• **Things to do**
a) List every year that appears in the page about the SEC's Ponzi case.
b) In the article on the SEC's Ponzi case, what crime earned David Hernandez a prison sentence in 1998?
c) Pick up the news story about the SEC's $11 million Ponzi case and continue it from its final sentence.

• **Passage given**
--

Updates to our Terms of Use

We are updating our Terms of Use. Please carefully review the updated Terms before proceeding to our website.

Tuesday, April 23, 2024 | Back issues
Courthouse News Service Courthouse News Service

SEC Says It’s Stopped $11M Ponzi Scam

CHICAGO (CN) - The SEC obtained a restraining order against a felon that it says is victimizing people again, this time in an $11 million Ponzi scheme. David Hernandez, who was sentenced to prison for wire fraud in 1998, sold bogus securities under the name of his defunct business, NextStep Financial Services, claiming, falsely, that he had a "payday lending relationship with Check 'N Go" stores, the SEC says.

According to the SEC complaint:

Hernandez sold "guaranteed investment contracts" and promised monthly returns of 10 percent to 16 percent; and he said the investments were insured. Since February 2008, Hernandez "raised more than $11.5 million from more than 100 investors in at least 12 states."

--

• **Stored records**

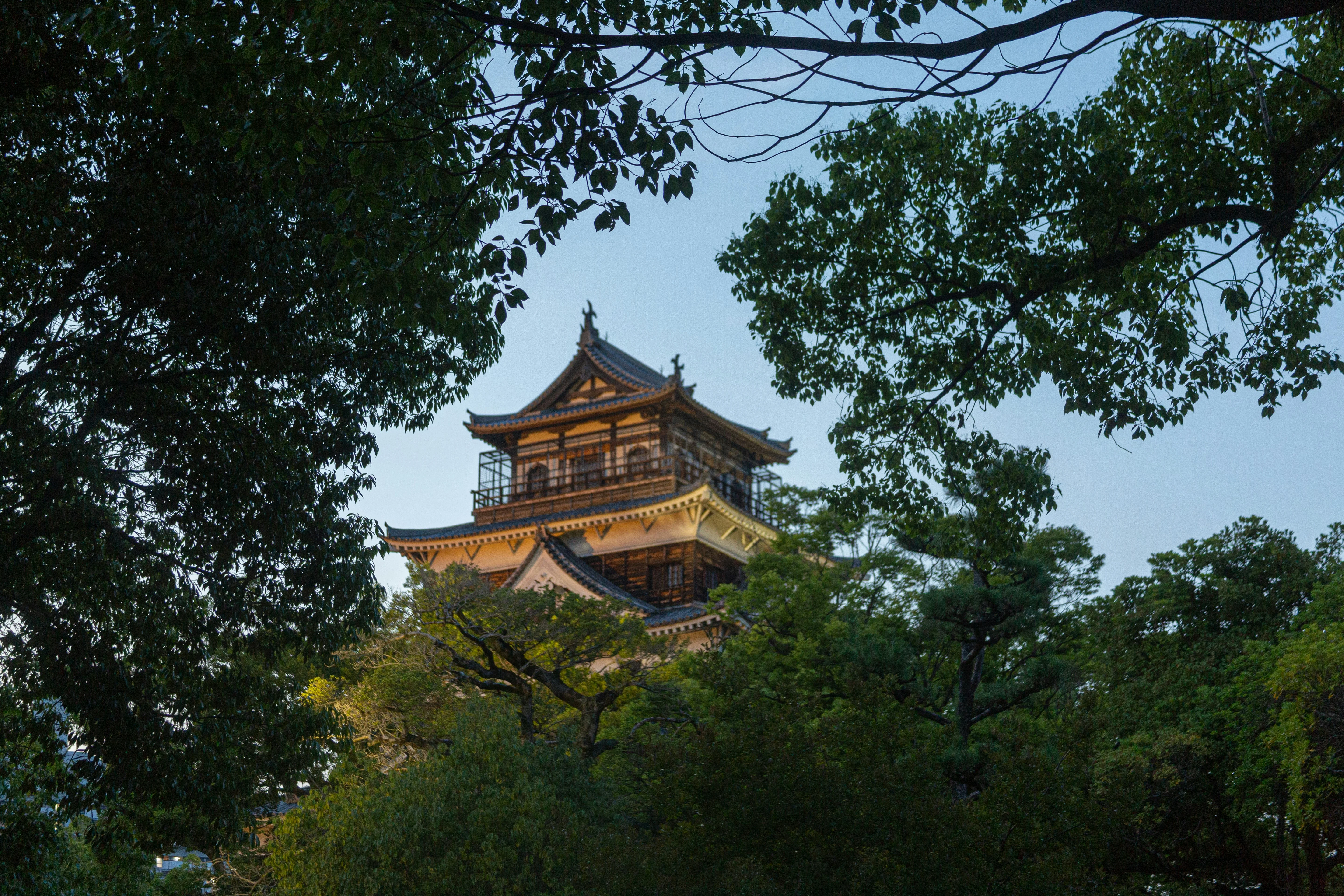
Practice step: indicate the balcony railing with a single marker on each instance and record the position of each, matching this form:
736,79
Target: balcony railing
604,463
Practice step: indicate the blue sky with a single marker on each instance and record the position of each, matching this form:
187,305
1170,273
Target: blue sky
659,293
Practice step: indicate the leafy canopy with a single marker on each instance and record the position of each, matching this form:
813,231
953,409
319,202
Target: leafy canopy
1172,237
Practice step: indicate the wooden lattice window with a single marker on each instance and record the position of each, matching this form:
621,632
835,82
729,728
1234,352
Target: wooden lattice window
538,477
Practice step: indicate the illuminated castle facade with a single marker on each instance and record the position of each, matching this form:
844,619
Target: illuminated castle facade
615,481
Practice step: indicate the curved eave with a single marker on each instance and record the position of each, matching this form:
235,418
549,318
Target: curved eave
588,518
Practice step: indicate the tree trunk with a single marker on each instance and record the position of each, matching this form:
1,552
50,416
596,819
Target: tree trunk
527,714
1316,871
968,680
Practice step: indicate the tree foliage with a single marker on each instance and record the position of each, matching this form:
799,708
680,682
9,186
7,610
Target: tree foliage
189,392
1172,237
488,815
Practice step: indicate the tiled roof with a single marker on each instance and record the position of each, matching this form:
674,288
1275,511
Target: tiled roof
589,578
624,367
675,614
620,367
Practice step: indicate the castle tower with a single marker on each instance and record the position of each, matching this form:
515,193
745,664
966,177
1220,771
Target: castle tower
615,481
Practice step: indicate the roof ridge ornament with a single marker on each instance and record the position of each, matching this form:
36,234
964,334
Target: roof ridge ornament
589,331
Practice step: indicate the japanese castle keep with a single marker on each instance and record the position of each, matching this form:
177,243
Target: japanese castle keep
615,481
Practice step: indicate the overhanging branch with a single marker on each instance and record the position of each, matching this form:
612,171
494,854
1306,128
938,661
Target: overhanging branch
1249,11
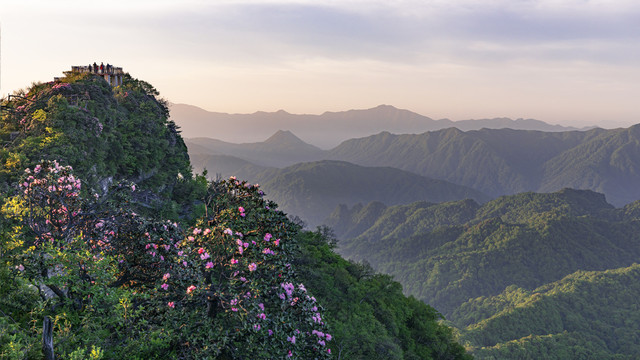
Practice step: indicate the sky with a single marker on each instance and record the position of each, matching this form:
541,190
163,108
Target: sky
573,62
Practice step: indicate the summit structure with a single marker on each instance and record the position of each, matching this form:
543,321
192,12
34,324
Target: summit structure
111,74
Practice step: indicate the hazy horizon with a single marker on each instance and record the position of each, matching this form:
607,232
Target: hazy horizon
571,63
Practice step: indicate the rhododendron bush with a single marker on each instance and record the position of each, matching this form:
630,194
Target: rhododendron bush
134,287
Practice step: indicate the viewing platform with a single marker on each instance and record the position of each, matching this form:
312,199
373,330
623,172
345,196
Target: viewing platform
111,74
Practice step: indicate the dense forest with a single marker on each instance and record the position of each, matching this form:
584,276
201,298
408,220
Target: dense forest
111,246
525,276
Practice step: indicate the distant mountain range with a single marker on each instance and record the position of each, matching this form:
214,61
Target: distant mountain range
330,128
313,190
505,161
494,162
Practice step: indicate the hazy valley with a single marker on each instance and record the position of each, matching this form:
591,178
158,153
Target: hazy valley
513,274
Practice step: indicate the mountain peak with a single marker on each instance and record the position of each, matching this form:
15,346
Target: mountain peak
283,136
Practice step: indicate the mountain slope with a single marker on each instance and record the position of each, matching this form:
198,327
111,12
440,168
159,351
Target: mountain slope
330,128
313,190
505,161
283,148
525,240
586,314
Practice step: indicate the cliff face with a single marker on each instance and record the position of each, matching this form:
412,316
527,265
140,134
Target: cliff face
104,133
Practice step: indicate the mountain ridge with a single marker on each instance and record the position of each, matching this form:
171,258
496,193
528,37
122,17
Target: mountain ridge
328,129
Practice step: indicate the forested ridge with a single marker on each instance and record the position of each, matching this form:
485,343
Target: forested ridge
107,234
525,276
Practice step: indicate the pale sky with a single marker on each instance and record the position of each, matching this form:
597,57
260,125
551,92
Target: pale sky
573,62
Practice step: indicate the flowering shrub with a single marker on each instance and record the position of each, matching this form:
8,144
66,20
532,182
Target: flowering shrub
222,288
238,262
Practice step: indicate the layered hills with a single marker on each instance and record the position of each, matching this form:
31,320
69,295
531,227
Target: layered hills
313,190
493,161
330,128
525,276
137,194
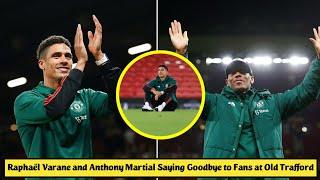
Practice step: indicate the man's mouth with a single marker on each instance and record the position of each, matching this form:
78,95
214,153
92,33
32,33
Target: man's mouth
64,69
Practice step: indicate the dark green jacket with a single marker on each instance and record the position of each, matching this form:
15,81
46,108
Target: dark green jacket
164,85
225,113
68,136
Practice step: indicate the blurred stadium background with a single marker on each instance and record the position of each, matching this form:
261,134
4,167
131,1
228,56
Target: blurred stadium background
217,29
146,69
272,35
23,26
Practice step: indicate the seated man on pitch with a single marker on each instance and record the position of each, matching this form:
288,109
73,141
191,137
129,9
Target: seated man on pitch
160,93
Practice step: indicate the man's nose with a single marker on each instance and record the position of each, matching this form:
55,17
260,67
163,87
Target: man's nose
238,74
64,60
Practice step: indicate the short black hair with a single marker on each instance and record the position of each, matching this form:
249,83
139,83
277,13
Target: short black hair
49,41
164,66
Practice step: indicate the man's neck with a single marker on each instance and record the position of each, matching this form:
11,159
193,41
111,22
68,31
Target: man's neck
51,83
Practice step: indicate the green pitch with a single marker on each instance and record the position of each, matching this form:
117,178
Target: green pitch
160,123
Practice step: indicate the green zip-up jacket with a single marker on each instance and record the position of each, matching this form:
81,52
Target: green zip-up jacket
66,137
168,84
226,112
56,123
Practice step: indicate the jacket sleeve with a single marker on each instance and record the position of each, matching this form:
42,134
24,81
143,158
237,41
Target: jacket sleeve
172,87
101,103
303,94
33,109
210,103
29,109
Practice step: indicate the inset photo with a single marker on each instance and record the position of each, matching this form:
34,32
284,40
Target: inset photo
160,94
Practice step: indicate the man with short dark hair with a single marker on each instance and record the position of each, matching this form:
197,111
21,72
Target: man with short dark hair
160,93
242,122
53,119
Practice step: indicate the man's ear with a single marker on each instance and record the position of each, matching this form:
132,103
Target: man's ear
41,64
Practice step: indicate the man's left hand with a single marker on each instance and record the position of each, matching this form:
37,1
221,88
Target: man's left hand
95,40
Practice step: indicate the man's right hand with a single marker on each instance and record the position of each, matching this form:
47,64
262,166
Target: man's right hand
316,40
179,40
80,49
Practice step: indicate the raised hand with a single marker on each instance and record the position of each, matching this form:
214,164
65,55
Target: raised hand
80,49
316,40
95,40
179,40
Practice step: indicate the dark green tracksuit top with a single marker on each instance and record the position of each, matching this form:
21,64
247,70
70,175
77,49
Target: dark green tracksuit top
57,123
226,113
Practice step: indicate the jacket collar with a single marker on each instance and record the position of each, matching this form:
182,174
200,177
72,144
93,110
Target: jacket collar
229,92
158,79
42,89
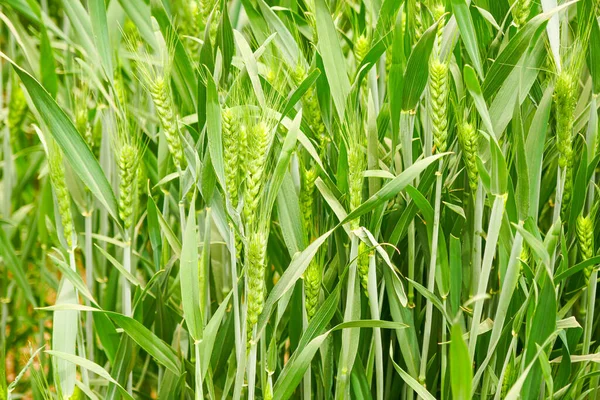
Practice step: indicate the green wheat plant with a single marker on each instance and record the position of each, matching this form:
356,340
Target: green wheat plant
299,199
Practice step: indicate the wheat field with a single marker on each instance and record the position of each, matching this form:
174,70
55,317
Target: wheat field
307,199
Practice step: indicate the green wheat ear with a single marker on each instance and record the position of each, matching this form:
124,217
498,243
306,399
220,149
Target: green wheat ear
312,287
520,12
231,154
356,167
438,103
257,146
17,107
61,193
363,267
467,138
361,47
564,102
128,169
256,259
585,239
161,96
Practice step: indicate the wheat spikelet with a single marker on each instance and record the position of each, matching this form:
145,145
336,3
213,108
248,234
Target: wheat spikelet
161,96
417,19
438,103
362,267
311,109
61,193
564,102
361,47
256,265
257,146
520,12
17,107
585,239
356,166
127,183
231,147
467,138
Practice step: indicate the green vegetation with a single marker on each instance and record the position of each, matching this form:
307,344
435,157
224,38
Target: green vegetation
308,199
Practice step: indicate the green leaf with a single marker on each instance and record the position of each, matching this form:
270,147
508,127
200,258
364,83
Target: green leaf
14,266
157,348
475,90
510,55
417,69
464,20
100,31
75,149
393,187
189,277
461,372
90,366
594,56
412,382
333,58
213,128
293,272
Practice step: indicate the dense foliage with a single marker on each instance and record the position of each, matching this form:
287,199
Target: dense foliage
305,199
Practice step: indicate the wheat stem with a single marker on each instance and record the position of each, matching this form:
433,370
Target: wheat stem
432,268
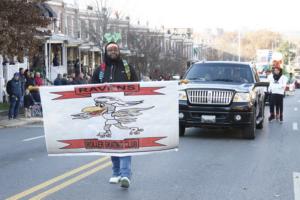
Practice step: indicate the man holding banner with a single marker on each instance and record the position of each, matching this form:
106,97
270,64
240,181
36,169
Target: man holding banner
114,69
114,116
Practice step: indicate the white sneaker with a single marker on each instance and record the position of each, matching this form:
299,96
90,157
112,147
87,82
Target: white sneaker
115,179
125,182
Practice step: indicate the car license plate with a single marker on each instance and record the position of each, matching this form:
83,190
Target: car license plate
208,119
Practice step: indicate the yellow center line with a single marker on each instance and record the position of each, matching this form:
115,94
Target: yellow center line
70,182
56,179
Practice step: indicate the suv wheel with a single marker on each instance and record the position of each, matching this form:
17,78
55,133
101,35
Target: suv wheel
181,130
262,115
249,132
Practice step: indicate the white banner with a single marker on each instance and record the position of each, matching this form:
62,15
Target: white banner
118,119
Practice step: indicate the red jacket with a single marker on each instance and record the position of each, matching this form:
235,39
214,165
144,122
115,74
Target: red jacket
38,81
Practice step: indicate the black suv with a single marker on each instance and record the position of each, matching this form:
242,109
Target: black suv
222,94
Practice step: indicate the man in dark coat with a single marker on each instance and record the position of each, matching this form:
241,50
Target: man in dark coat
114,69
14,90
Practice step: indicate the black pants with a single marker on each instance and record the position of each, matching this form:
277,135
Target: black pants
276,100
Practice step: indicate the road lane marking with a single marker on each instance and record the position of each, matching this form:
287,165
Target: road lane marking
295,126
70,181
296,178
34,138
56,179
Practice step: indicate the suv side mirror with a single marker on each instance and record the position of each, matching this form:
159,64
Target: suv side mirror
262,84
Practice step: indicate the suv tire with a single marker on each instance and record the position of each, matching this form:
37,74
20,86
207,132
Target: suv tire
181,130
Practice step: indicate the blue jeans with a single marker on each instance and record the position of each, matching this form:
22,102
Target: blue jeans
14,104
121,166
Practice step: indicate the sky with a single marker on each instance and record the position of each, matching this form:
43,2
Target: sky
277,15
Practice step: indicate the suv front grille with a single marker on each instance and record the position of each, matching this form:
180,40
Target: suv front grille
216,97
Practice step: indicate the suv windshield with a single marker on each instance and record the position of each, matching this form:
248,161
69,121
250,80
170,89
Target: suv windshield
212,72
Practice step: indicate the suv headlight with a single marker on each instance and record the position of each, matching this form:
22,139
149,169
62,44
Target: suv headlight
182,95
242,97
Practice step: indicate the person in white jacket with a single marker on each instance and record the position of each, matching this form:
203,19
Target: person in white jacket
277,87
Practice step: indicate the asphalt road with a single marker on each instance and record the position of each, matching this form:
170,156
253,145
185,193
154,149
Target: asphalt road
210,165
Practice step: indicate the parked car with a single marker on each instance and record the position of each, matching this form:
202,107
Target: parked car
264,78
222,94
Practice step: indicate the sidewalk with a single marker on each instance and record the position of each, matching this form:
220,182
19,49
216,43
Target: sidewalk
21,121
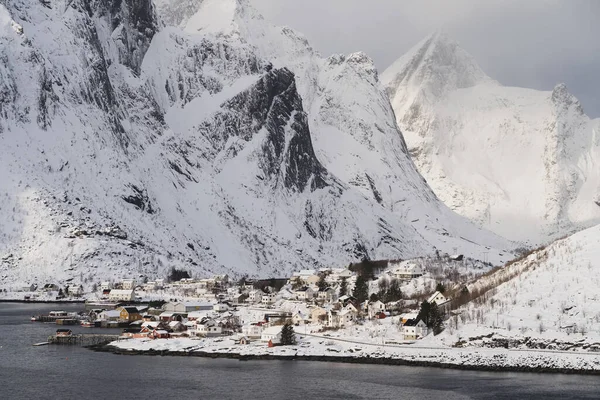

--

• **Outputs**
a) 2024, 1998, 2008

b) Wire fraud.

c)
Hernandez used the money to pay off his $300,000 mortgage, gave $90,000 to his wife, bought a new car, a piano and jewelry, and spent "more than "$23,000 for a holiday party at the Ritz Carlton ... [and] more than $10,000 for dinners at Nine Chicago."

He used some of the money to start up a Web-based talk radio show, "Chicago Sports Webio." Along the way, he paid off some investors with money from newer victims, the hallmark of a Ponzi scheme, the SEC said.

Hernandez, of Downers Grove, has been convicted of wire fraud related to a position he held at Columbia National Bank, and "was sentenced in October 1998 to 34 months in prison, though he did not reveal this to investors, the SEC says. He also falsely claimed to hold an MBA from the University of Wisconsin and a J.D. from DePaul University, and he neglected to tell investors that he had filed for bankruptcy three years in a row.

U.S. District Judge Samuel Der-Yeghiayan granted the SEC's request for a restraining order.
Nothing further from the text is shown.